━━━ DATA YANG DIGUNAKAN

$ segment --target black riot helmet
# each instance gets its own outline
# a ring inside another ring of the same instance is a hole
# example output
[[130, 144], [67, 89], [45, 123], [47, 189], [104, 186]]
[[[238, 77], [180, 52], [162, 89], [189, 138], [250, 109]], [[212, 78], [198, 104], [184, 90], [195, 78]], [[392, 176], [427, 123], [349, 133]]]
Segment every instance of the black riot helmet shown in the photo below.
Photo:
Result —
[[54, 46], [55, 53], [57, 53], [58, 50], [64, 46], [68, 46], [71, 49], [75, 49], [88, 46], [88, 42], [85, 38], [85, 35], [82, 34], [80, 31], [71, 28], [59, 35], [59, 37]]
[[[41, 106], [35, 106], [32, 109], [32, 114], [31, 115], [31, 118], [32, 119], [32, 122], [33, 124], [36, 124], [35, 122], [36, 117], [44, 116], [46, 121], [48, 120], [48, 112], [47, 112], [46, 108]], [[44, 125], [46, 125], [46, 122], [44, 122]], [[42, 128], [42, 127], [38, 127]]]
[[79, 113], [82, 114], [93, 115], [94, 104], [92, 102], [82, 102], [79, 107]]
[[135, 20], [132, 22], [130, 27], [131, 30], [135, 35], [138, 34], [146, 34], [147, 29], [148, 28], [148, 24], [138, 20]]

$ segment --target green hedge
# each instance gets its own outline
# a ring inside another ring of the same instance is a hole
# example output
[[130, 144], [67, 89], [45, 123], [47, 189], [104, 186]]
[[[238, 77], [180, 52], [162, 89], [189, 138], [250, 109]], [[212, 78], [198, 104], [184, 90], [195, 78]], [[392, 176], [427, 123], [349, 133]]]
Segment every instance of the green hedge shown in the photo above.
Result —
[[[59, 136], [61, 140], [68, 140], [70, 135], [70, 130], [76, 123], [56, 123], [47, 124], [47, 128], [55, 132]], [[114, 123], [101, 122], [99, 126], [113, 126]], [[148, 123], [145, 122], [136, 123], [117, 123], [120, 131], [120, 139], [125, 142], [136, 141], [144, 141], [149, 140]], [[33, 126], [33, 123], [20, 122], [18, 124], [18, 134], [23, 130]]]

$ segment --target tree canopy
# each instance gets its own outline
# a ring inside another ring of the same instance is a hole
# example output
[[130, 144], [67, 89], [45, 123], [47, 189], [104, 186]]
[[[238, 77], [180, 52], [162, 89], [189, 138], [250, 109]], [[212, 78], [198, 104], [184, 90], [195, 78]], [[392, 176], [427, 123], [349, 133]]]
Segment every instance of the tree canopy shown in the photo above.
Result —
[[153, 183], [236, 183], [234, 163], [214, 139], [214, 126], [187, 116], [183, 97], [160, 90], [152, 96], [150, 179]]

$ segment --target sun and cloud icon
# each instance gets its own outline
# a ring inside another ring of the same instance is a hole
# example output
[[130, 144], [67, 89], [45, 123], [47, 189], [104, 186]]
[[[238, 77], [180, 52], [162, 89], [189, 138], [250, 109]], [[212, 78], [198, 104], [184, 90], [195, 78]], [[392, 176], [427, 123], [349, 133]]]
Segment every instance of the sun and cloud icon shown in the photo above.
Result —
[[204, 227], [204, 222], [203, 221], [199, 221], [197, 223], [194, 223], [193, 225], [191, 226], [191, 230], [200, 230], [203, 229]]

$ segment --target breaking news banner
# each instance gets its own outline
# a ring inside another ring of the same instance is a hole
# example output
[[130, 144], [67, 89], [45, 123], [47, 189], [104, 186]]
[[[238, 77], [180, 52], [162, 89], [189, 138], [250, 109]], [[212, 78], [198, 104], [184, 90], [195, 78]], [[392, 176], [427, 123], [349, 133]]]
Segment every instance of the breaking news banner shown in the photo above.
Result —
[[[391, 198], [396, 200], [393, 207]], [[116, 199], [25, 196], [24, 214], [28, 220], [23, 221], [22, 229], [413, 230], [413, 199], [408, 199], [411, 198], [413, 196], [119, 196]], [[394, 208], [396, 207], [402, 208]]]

━━━━━━

> _TUGAS LATIHAN_
Sajikan seluruh catatan di atas sebagai daftar JSON berisi string, dengan satu string untuk setiap baris dan tanpa menyertakan baris kosong.

> _TANGGAPAN_
[
  "$ segment --target black riot helmet",
  "# each instance gets its own outline",
  "# a ring inside another ring of the same instance is a hole",
  "# example output",
  "[[130, 144], [67, 89], [45, 123], [47, 189], [104, 186]]",
  "[[[238, 77], [180, 52], [162, 89], [189, 138], [250, 109]], [[212, 78], [198, 104], [184, 90], [195, 78]], [[392, 176], [427, 123], [349, 133]]]",
  "Segment every instance of the black riot helmet shown in the photo below.",
  "Photo:",
  "Result —",
  "[[54, 46], [55, 53], [57, 53], [58, 50], [64, 46], [68, 46], [71, 49], [75, 49], [88, 46], [88, 42], [85, 38], [85, 35], [82, 34], [80, 31], [71, 28], [59, 35], [59, 37]]",
  "[[[41, 106], [35, 106], [32, 109], [32, 114], [31, 115], [31, 118], [32, 119], [32, 122], [33, 124], [36, 124], [35, 122], [36, 117], [44, 116], [46, 121], [48, 120], [48, 112], [47, 112], [46, 108]], [[44, 125], [46, 125], [46, 122], [44, 122]], [[42, 128], [42, 127], [38, 127]]]",
  "[[79, 113], [82, 114], [93, 115], [94, 104], [92, 102], [82, 102], [79, 107]]",
  "[[135, 20], [132, 22], [130, 27], [131, 30], [135, 35], [138, 34], [146, 34], [147, 29], [148, 28], [148, 24], [138, 20]]",
  "$ segment --target green hedge",
  "# each instance gets its own outline",
  "# a ring inside another ring of the same instance is a hole",
  "# example output",
  "[[130, 144], [67, 89], [45, 123], [47, 189], [104, 186]]",
  "[[[238, 77], [180, 52], [162, 89], [189, 138], [250, 109]], [[212, 78], [198, 104], [184, 90], [195, 78]], [[392, 176], [427, 123], [349, 133]]]",
  "Segment every instance of the green hedge shown in the photo above.",
  "Result —",
  "[[[59, 136], [61, 140], [68, 140], [70, 135], [70, 130], [76, 123], [56, 123], [47, 124], [47, 128], [55, 132]], [[114, 123], [101, 122], [99, 126], [113, 126]], [[148, 123], [145, 122], [136, 123], [117, 123], [120, 131], [120, 139], [125, 142], [136, 141], [144, 141], [149, 140]], [[33, 126], [33, 123], [20, 122], [18, 124], [18, 134], [23, 130]]]",
  "$ segment --target tree canopy",
  "# each instance gets its own outline",
  "# a ring inside another ring of the same instance is a hole",
  "# example output",
  "[[130, 144], [67, 89], [45, 123], [47, 189], [104, 186]]",
  "[[[238, 77], [180, 52], [162, 89], [189, 138], [250, 109]], [[212, 78], [198, 104], [184, 90], [195, 78]], [[392, 176], [427, 123], [349, 133]]]",
  "Segment every instance of the tree canopy shown in the photo above.",
  "Result —",
  "[[153, 183], [236, 183], [234, 163], [214, 139], [214, 126], [187, 116], [183, 97], [160, 90], [152, 96], [150, 179]]",
  "$ segment --target sun and cloud icon",
  "# each instance gets its own outline",
  "# a ring inside another ring of the same instance is a hole",
  "# example output",
  "[[130, 144], [67, 89], [45, 123], [47, 189], [104, 186]]",
  "[[[238, 77], [180, 52], [162, 89], [189, 138], [250, 109]], [[212, 78], [198, 104], [184, 90], [195, 78]], [[392, 176], [427, 123], [349, 133]]]",
  "Segment every instance of the sun and cloud icon shown in the photo above.",
  "Result —",
  "[[204, 227], [204, 222], [203, 221], [199, 221], [197, 223], [194, 223], [193, 225], [191, 226], [191, 230], [200, 230], [203, 229]]",
  "$ segment --target breaking news banner",
  "# each instance gets its own outline",
  "# a ring inside another ring of the same instance is a hole",
  "# example output",
  "[[130, 144], [67, 89], [45, 123], [47, 189], [104, 186]]",
  "[[[238, 77], [180, 52], [162, 89], [189, 138], [250, 109]], [[212, 78], [198, 104], [184, 90], [195, 78]], [[392, 176], [427, 123], [349, 133]]]",
  "Segment every instance of the breaking news banner shown in the photo above.",
  "Result —",
  "[[[391, 198], [396, 200], [393, 207]], [[116, 199], [25, 196], [24, 214], [28, 220], [23, 221], [22, 229], [413, 230], [413, 199], [408, 199], [411, 198], [413, 196], [119, 196]], [[394, 208], [396, 207], [402, 208]]]"
]